- **RECORDS FOR THIS TASK**:

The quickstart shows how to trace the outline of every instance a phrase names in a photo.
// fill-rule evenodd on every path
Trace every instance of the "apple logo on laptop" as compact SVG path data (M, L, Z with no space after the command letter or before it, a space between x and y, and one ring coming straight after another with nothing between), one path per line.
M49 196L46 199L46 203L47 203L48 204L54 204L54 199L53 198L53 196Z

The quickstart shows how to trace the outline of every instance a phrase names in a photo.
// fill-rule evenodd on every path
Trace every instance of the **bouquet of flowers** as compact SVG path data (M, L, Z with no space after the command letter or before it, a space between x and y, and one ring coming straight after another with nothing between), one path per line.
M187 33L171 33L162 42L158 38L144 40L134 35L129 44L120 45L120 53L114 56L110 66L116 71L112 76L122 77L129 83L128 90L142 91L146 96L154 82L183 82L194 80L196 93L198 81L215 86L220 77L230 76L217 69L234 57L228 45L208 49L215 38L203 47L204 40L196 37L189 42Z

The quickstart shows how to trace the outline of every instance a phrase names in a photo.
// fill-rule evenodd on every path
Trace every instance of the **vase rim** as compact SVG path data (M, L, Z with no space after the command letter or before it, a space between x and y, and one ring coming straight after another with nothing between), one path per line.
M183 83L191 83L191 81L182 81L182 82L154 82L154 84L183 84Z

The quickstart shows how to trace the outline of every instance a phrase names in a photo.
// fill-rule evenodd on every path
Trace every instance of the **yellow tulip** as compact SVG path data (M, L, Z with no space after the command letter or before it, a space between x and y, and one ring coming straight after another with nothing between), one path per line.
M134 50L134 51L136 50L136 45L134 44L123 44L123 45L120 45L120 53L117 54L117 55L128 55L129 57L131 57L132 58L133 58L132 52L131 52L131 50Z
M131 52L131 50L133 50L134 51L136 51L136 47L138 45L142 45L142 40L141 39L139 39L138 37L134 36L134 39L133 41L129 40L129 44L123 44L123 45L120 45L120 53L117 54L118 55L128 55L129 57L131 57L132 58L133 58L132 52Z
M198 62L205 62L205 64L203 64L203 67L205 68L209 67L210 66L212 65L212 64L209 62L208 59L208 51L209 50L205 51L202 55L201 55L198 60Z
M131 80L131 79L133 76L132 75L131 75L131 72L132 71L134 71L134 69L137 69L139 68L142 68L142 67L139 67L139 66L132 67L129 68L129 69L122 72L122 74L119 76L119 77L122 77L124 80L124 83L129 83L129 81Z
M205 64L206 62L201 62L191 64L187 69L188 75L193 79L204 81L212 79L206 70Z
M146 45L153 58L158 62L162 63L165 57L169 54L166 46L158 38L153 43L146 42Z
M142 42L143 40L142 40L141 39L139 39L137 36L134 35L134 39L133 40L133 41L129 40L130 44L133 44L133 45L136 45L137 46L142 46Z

- **EXERCISE OBJECTIVE**: Print again each line of the listing above, exactly as it appears.

- **RESPONSE**:
The quickstart shows how to trace the outline of every instance a phrase names in a photo.
// fill-rule evenodd on every path
Trace every instance of the "apple logo on laptop" as compact SVG path data (M, L, Z with no space after the command letter or before it, a space between x and y, and one ring coming straight after another with nothing between), one path per line.
M49 196L46 199L46 203L47 203L48 204L54 204L54 199L53 198L53 196Z

The quickstart shows how to trace the outline of every instance a phrase names in a photo.
// fill-rule evenodd on every path
Trace every instance of the **bouquet of flowers** as compact SVG path data (M, L, Z with no space after the command letter or before it, a space between x and y, and one ring coming straight after another with nothing between), one path per line.
M187 33L171 33L162 42L158 38L144 40L134 35L129 44L120 45L120 53L114 56L110 66L116 71L112 76L122 77L129 83L128 90L142 91L146 96L154 82L183 82L194 80L196 93L198 81L215 86L220 77L230 76L217 69L234 57L228 45L208 49L215 38L203 47L204 40L196 37L189 42Z

The quickstart shows how to trace the outline of every instance a phrase names in a photo.
// fill-rule evenodd on every path
Trace every instance of the **vase rim** as compact SVG path data (M, L, Z with no space after the command letter or before it, a space between x and y, and one ring coming straight after another with nothing between), one path per line.
M183 83L191 83L191 81L182 81L182 82L154 82L154 84L183 84Z

The quickstart shows how to trace the outline of every instance a phrase names in a photo.
// fill-rule evenodd on every path
Trace every instance of the **yellow tulip** as compact SVG path data (M, L, Z with no space after the command letter or before it, a space between x and y, and one ring coming straight after another with nothing between), one path per line.
M134 50L134 51L136 50L136 45L134 44L123 44L123 45L120 45L120 53L117 54L117 55L128 55L129 57L131 57L132 58L133 58L132 52L131 52L131 50Z
M131 52L131 50L133 50L134 51L136 51L136 47L138 45L142 45L142 40L141 39L139 39L138 37L134 36L134 39L133 41L129 40L129 44L123 44L123 45L120 45L120 53L117 54L118 55L128 55L129 57L131 57L132 58L133 58L132 52Z
M198 62L205 62L205 64L203 64L203 67L205 68L209 67L210 66L212 65L212 64L209 62L208 59L208 51L209 50L205 51L202 55L201 55L198 60Z
M131 80L131 79L133 76L132 75L131 75L131 72L132 71L134 71L134 69L137 69L139 68L142 68L142 67L139 67L139 66L132 67L129 68L129 69L122 72L122 74L119 76L119 77L122 77L124 80L124 83L129 83L129 81Z
M205 64L206 62L201 62L191 64L187 69L188 75L193 79L204 81L212 79L206 70Z
M146 45L153 58L158 62L162 63L165 57L169 54L166 46L158 38L153 43L146 42Z
M142 42L143 40L142 40L141 39L139 39L137 36L134 35L134 39L133 40L133 41L129 40L130 44L133 44L133 45L136 45L137 46L142 46Z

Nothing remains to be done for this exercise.